* _Goal_: Copy every line of the records, starting with the line that contains "Each instance of the white tank" and going on through the end of the records, and multiply each coordinate in the answers by 1.8, rounding to whole numbers with halves going up. Leave all other numbers in those lines unchanged, including the sample coordinates.

[START Dataset records]

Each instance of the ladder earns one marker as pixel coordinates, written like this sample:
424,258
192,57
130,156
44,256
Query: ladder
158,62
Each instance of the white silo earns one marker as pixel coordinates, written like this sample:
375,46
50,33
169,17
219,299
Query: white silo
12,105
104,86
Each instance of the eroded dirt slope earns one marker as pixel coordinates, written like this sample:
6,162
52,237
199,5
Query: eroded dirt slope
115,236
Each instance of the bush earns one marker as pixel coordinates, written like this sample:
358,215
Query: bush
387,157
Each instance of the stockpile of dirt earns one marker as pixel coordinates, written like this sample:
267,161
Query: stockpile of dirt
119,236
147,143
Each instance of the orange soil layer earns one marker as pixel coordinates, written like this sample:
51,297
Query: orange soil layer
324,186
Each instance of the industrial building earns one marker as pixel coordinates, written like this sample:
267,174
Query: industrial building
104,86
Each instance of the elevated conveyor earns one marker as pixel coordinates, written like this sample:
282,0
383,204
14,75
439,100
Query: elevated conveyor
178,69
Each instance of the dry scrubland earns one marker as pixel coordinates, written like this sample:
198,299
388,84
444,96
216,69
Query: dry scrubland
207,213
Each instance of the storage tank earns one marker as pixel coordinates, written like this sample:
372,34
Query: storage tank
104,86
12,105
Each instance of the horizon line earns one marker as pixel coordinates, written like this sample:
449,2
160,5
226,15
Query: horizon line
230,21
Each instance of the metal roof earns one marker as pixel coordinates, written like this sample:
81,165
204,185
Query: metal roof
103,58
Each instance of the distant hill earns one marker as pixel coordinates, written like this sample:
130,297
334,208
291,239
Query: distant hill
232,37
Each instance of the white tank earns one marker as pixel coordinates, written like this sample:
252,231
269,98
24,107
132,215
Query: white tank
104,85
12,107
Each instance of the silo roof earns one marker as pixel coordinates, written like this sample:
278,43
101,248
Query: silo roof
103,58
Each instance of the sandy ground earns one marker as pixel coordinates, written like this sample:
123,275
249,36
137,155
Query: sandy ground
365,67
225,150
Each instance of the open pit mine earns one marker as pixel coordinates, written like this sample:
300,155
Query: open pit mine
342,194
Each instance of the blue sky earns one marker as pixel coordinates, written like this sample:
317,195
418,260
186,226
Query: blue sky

[END Dataset records]

* _Written reply_:
Each instance of the white tank earns one marker as pixel coordinates, written like this sample:
252,231
269,98
24,107
132,215
Query: white tank
187,153
22,193
Each instance of the silo roof earns one marker as pixel coordinates, written like this sample:
278,43
101,248
Query: silo roof
185,104
Each instance of the sandy ground earns one marker as pixel coordinates, written like this sample:
123,275
249,36
137,155
Query: sandy ground
657,121
405,270
Each instance of the open pit mine earns one marker as pixel coordinates, written like this sample:
300,155
Query: open pit mine
616,349
Each instance of the blue sky earns one marker as pixel coordinates, written like this sample:
317,195
418,260
186,226
Query: blue sky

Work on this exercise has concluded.